◆ Available records:
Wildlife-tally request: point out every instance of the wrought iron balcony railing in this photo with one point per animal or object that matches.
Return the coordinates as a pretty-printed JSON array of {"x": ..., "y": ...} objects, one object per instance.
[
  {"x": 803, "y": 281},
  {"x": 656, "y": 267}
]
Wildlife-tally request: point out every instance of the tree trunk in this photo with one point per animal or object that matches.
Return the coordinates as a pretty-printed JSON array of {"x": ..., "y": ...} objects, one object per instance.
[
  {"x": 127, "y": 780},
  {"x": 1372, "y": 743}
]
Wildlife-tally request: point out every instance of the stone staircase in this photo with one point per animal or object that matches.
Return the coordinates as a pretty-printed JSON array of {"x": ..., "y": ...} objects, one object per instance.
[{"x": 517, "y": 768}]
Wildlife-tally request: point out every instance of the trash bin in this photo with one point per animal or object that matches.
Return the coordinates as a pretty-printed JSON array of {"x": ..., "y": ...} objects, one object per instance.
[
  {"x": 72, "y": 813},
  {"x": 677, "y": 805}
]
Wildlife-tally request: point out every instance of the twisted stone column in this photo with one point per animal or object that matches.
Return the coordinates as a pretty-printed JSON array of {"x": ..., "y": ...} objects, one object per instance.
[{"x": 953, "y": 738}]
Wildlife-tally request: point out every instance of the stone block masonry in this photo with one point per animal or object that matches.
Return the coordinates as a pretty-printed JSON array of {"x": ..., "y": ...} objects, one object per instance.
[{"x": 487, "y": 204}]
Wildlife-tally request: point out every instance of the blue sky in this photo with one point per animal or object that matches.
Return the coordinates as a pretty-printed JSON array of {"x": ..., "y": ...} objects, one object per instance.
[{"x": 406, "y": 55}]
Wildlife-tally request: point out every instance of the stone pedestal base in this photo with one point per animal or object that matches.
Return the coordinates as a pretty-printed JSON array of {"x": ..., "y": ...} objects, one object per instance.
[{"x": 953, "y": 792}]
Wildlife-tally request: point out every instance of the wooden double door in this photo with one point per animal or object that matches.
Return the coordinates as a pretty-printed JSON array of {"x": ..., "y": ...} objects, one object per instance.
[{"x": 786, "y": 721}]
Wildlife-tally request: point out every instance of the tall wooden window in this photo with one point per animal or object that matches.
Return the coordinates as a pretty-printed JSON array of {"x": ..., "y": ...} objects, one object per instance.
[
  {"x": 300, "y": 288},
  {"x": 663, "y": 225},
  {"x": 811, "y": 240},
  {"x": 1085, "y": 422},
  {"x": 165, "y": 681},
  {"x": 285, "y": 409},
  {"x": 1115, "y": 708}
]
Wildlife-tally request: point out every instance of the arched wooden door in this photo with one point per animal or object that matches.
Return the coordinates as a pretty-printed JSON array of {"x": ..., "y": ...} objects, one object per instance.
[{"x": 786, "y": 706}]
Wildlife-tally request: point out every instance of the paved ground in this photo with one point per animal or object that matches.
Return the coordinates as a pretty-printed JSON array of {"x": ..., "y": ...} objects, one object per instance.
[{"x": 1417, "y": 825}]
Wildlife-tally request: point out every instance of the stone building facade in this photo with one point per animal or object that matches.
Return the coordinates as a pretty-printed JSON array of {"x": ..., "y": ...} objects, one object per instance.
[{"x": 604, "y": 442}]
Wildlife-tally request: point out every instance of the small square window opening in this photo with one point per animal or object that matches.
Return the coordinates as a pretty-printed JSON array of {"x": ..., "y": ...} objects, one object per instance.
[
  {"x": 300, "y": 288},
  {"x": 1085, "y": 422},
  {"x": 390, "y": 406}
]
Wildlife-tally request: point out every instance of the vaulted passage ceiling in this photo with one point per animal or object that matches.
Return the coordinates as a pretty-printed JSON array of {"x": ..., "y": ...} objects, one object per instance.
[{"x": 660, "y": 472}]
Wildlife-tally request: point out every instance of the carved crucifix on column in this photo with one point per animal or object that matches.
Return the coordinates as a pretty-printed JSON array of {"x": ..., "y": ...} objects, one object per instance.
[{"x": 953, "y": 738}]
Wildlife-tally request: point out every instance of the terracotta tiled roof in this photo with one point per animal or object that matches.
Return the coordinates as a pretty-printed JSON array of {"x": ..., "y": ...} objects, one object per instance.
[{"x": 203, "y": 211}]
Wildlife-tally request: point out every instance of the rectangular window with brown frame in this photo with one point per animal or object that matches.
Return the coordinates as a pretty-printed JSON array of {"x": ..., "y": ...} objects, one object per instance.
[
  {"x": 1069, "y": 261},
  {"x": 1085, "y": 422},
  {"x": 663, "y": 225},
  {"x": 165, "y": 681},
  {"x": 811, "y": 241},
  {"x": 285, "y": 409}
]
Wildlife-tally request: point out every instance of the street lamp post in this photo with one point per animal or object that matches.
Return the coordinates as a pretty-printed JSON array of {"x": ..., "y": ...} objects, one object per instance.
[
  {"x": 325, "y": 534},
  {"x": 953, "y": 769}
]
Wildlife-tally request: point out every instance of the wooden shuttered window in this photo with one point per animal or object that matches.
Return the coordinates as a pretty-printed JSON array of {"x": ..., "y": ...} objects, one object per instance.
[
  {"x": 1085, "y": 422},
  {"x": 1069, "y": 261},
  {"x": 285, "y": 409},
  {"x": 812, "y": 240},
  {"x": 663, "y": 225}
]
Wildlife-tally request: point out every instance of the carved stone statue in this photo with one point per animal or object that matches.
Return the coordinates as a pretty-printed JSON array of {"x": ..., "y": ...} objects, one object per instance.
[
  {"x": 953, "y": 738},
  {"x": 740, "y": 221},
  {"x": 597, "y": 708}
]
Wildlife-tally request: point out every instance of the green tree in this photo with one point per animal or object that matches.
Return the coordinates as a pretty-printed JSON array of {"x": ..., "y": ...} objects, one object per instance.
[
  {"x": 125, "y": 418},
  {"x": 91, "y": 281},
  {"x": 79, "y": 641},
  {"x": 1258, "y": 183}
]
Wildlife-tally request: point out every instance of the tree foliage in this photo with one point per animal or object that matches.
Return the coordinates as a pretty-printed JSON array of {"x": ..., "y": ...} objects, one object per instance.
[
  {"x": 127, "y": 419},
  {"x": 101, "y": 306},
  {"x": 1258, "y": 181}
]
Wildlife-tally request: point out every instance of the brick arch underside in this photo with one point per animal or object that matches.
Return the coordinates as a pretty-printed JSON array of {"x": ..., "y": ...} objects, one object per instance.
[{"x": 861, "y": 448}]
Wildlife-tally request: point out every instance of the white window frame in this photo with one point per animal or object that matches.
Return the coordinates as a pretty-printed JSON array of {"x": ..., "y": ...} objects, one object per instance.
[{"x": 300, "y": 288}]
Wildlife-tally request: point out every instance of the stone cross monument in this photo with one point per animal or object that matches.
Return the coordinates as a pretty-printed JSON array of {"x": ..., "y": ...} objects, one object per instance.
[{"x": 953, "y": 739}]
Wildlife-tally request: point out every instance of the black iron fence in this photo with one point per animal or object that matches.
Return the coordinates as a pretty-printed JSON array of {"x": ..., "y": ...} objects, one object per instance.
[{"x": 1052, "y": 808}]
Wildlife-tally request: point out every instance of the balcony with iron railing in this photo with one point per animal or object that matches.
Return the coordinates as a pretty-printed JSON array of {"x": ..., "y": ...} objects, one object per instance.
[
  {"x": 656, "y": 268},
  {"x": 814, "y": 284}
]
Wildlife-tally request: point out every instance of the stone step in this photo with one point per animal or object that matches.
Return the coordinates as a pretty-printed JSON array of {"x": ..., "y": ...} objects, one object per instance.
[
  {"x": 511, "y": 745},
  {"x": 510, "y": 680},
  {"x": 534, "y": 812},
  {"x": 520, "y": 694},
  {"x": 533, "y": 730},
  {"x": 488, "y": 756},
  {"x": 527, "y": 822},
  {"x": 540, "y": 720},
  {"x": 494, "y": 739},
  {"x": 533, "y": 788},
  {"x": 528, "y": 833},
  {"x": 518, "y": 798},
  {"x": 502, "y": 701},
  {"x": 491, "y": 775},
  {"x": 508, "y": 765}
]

◆ Assignment:
Go through the records line by line, and copy each line that holds the string "wooden".

◆ Solution:
Wildlife-tally request: point out every instance of the wooden double door in this photo with one point per animal or object that matches.
Wildlife-tally request: point out every instance of the tall wooden window in this photo with one point per animal or object that matches.
Wildlife-tally request: point out every instance of the arched wooden door in this photo with one point per animal or object that matches.
Wildlife-tally request: point out every instance of the wooden shuttered window in this photo with one point per animal or object that matches.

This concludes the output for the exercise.